_GIVEN PASSAGE_:
════

Minister of Food & Civil Supplies, Government of Kerala
- In office 18 May 2006 – 14 May 2011
- Chief Minister: V. S. Achuthanandan
- Preceded by: Adoor Prakash
- Succeeded by: T.M. Jacob

Personal details
- Born: 4 September 1942 (age 84) Thiruvananthapuram, Travancore, British India
- Party: Communist Party of India
- Spouse: Hemalatha
- Children: One son and one daughter
- Education: B.A., BEd
- Website: www.cdivakaran.in

= C. Divakaran =

Indian politician

C. Divakaran (born 4 September 1942) is an Indian politician, from Thiruvananthapuram, Kerala. He is a State Executive Member of Communist Party of India (CPI), and National Working Committee Member of All India Trade Union Congress (AITUC). A former Minister of Food and Civil Supplies in the Government of Kerala. He represented the Karunagappalli constituency in Kollam district from 2006 to 2016 and from 2016 to 2021 represented Nedumangad constituency in Thiruvananthapuram, in the Kerala Legislative Assembly. He is a vivid writer and published 3 books.

==Early life and family==
Divakaran was born on 4 September 1942 to C. K. Shivarama Panikkar and Ammukuttyamma at Thiruvananthapuram in Kerala. His initial schooling was in Kamaleshwaram Government School and then at SMV High School, Thiruvananthapuram. In 1957, he was appointed the first prime minister of the school parliament, a new concept introduced by the efforts of the then efforts of the Education Minister Prof. Joseph Mundassery in E.M.S.Namboodhiripad's ministry. This marked a turning point in his school and political career. Later he joined Thiruvananthapuram University College to do his degree course.

He was elected as a General Secretary of MG college pre-university association and magazine editor at University college. His writing, his own preaching style and a prominent personality made C Divakaran the favorite in the college.

After his B.A. and BEd degrees he started working as a teacher at Ottasekharamangalam and K.S.Abhraham Memorial Higher Secondary school at Thirumala, Thiruvananthapuram. He is living with his wife Smt. T.V.Hemalatha and 2 children in Manacaud at Thiruvananthapuram.

════

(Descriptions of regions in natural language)

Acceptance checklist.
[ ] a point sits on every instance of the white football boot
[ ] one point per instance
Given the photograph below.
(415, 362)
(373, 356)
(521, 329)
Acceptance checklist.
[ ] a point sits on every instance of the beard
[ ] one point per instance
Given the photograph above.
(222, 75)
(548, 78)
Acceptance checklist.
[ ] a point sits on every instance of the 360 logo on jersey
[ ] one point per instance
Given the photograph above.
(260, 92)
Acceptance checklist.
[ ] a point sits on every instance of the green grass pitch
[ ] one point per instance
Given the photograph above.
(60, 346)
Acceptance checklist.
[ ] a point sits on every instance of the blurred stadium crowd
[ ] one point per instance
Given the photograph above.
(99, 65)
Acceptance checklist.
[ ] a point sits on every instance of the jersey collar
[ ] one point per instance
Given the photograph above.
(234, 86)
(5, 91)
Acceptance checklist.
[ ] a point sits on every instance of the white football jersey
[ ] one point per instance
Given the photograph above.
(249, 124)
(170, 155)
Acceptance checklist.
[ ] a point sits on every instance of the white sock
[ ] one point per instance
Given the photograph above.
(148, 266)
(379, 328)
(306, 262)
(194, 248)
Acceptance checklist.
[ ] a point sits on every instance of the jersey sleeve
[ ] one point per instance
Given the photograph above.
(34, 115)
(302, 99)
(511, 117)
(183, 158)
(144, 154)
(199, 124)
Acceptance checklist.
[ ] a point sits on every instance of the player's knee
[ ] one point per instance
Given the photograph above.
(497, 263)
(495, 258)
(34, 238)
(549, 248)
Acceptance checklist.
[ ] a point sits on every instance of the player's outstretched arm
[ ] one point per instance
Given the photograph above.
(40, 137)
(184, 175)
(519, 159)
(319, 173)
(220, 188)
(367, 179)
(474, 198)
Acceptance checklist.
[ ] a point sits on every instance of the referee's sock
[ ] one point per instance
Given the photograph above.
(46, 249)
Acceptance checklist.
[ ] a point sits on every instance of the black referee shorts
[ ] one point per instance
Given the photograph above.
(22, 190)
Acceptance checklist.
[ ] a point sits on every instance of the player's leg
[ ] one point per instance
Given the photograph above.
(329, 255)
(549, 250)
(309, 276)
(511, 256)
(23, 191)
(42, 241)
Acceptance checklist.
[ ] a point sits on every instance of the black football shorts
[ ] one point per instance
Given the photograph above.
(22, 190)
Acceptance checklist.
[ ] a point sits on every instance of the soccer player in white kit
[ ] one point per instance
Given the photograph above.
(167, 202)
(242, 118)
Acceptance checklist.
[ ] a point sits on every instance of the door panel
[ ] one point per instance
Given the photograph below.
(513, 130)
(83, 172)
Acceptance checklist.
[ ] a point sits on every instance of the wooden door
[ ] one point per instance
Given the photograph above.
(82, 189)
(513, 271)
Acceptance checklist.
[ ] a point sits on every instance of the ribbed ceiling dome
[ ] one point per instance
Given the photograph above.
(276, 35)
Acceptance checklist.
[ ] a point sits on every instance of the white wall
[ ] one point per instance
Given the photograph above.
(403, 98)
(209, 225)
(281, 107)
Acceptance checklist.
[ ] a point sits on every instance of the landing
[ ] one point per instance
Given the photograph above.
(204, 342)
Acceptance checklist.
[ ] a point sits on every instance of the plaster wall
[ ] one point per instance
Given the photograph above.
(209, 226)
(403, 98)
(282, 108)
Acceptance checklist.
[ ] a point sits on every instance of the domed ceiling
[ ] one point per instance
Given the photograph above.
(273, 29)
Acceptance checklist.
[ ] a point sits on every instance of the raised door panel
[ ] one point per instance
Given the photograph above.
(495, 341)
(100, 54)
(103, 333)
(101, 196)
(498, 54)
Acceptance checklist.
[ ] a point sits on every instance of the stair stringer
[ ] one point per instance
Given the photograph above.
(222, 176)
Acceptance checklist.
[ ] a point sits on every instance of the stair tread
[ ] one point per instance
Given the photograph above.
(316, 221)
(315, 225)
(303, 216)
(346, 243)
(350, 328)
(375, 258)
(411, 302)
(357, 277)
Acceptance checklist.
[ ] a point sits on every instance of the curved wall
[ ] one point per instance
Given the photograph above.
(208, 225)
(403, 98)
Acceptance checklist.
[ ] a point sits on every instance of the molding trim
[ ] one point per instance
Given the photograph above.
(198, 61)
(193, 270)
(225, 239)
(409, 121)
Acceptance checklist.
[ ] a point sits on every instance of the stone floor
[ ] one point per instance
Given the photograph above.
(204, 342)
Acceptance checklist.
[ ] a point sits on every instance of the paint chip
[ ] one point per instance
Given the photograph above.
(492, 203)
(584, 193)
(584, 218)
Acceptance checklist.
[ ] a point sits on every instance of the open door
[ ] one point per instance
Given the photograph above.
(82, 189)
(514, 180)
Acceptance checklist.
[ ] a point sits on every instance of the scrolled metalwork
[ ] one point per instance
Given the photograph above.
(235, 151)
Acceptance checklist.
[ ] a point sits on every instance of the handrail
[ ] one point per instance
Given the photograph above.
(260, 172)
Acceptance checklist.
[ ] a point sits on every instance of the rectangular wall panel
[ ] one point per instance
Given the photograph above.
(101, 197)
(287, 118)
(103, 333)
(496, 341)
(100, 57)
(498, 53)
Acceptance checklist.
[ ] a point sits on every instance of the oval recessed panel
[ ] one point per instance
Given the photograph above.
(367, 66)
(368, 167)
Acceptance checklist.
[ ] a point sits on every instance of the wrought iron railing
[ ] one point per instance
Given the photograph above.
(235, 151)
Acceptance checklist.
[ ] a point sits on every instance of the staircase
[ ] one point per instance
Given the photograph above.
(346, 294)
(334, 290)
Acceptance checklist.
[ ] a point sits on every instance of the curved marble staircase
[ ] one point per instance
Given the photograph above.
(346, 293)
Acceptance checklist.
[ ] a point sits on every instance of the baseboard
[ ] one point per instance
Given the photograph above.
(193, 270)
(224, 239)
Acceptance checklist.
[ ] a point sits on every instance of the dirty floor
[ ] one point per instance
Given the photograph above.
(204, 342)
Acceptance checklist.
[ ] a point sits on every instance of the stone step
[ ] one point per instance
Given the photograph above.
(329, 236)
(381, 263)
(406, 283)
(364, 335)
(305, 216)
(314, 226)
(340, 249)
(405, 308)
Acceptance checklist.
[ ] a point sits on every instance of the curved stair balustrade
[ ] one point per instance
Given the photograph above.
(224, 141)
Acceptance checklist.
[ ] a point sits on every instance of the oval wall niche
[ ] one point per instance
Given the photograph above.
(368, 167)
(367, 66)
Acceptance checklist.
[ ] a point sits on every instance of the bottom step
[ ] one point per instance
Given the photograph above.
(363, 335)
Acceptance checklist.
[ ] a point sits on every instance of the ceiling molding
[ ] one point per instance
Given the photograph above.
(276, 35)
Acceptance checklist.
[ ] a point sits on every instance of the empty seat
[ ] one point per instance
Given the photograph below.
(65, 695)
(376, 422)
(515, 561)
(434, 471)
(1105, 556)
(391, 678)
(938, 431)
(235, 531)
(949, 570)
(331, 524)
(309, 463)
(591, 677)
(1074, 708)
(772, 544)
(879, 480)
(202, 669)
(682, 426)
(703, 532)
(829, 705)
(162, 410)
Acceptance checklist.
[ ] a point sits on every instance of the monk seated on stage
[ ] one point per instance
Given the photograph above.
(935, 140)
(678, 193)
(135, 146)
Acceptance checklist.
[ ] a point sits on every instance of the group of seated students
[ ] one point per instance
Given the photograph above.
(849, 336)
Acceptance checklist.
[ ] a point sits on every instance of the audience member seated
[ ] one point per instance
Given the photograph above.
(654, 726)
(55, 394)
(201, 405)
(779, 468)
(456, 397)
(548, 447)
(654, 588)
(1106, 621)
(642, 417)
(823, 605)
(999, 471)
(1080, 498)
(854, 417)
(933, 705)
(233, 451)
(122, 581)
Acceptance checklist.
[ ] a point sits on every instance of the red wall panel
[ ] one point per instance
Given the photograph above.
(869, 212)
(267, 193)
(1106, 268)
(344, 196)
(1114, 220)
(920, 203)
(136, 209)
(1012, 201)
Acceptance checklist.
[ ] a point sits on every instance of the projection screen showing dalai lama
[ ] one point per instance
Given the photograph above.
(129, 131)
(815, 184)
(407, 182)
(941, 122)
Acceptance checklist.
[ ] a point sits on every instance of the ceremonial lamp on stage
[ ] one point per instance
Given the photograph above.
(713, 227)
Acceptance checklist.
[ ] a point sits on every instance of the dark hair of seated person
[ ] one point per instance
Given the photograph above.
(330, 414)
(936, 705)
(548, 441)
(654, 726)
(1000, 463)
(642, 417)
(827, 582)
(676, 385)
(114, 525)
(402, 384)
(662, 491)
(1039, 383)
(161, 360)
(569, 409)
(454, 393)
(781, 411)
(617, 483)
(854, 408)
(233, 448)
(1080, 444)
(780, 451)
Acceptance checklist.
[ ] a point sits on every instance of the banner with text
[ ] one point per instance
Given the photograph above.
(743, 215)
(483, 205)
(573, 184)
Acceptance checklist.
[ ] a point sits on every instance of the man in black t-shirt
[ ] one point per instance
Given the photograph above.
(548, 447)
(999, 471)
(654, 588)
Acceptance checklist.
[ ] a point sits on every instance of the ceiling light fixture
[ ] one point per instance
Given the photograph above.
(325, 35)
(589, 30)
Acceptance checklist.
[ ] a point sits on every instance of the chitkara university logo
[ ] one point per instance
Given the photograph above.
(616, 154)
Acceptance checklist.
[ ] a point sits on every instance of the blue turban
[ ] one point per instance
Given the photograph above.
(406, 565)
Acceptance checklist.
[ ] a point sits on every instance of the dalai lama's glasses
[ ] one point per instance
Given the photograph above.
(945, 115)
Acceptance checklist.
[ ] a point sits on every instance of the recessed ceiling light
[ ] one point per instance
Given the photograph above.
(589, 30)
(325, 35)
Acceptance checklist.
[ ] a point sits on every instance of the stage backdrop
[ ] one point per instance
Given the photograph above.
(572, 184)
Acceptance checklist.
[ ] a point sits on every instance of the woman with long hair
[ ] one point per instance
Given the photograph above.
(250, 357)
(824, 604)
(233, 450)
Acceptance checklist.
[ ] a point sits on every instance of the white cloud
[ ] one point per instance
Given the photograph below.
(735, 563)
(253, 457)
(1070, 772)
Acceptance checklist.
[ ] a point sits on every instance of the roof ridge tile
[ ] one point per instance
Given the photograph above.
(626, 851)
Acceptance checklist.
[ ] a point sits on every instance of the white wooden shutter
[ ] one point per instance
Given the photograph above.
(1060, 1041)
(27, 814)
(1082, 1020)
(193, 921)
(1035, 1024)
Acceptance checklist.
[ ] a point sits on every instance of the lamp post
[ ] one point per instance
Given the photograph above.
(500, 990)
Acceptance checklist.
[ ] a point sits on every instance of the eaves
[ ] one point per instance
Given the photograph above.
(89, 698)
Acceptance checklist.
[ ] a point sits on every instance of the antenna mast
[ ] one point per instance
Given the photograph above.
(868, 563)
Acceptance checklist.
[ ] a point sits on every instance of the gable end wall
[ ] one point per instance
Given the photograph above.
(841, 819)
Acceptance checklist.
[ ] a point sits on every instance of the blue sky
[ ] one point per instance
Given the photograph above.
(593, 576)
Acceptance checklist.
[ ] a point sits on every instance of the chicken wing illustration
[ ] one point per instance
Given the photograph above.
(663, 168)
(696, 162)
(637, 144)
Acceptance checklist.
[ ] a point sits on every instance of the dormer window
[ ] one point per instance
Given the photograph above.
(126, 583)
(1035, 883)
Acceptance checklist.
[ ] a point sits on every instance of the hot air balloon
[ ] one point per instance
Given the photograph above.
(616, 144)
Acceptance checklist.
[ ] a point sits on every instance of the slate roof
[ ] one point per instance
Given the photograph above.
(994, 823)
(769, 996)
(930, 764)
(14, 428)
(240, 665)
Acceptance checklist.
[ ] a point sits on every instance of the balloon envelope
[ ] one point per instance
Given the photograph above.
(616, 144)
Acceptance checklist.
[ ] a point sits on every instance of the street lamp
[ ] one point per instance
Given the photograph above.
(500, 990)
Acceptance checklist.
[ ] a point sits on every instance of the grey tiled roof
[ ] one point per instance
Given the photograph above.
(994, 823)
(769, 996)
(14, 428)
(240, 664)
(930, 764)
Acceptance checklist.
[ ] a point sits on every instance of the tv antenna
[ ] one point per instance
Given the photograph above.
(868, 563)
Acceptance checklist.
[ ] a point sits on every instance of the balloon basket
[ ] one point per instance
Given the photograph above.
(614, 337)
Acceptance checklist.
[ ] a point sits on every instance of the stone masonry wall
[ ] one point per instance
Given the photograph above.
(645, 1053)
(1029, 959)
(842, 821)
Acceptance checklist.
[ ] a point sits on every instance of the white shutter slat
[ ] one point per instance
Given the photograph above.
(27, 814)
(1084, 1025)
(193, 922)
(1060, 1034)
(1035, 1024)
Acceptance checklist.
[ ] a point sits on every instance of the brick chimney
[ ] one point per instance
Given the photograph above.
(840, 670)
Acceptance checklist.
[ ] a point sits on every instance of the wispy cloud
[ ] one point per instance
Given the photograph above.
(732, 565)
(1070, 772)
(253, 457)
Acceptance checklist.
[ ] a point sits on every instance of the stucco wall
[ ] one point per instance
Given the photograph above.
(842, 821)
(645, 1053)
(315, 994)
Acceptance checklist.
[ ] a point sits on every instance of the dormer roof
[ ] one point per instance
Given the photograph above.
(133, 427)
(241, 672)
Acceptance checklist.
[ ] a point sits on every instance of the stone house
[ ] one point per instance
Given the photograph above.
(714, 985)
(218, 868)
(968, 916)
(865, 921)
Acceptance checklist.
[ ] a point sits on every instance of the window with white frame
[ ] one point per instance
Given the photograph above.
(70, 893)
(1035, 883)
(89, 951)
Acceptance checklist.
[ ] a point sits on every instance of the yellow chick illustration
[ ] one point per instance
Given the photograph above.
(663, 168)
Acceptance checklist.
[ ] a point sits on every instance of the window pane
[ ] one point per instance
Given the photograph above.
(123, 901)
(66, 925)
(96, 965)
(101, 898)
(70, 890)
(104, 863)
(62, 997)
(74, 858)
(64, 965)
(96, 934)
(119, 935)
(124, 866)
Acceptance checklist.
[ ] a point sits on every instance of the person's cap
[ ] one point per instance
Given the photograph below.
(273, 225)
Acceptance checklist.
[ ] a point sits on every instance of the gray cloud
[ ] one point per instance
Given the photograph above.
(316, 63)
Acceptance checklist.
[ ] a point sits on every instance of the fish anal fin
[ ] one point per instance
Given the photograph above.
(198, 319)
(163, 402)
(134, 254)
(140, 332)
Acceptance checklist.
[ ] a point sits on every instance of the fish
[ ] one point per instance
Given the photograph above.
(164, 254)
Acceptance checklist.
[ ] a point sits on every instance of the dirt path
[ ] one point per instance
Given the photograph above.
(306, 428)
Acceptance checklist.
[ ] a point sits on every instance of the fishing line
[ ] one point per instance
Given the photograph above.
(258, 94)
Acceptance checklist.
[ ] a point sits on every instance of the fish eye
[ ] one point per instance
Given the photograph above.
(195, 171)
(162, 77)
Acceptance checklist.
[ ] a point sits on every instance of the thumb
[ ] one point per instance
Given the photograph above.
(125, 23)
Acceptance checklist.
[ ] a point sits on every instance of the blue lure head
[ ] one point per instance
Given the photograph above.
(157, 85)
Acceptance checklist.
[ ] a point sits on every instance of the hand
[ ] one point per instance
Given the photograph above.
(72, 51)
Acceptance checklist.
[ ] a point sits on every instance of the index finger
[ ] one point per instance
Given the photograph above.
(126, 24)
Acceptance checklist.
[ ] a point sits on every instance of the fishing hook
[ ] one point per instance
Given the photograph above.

════

_TASKS TO COMPLETE_:
- a) According to the C. Divakaran biography, which constituency did he represent from 2006 to 2016?
- b) Write the next part of the C. Divakaran biography, following on from its final sentence.

_RESPONSES BY ITEM NUMBER_:
- a) He represented the Karunagappalli constituency in Kollam district.

- b)
==Political career==
C Divakaran is active in politics for over 50 years, based out of the capital city Thiruvananthapuram. He is a prominent and popular leader of the Communist Party of India. He started his political journey during college days. After graduating, he started working as a teacher, but to concentrate on party affairs he quit teaching and became full-time party worker.

C Divakaran held many positions and responsibilities before contesting in the assembly election. In 1972 he was elected as CPI district council assistant secretary. He was jailed in connection with "Job or Jail" strike. During his political career, he held several posts, including State General Secretary of All India Trade Union Congress (AITUC), State Secretariat member of CPI, National Executive member of CPI, and All India Vice-President of AITUC.

From 2006–2016, he represented Karunagappalli constituency in the state assembly. In the year 2006-2011 he was the Minister for Food and Civil Supplies, Consumer Protection, Dairy Developments, Milk Co-operatives, and Animal Husbandry in V.S.Achudhananthan ministry.

In the year 2016, he won the assembly election in Nedumangad constituency. He was the LDF candidate for Thiruvananthapuram in the 2019 Lok Sabha election, but defeated by UDF candidate Shashi Tharoor.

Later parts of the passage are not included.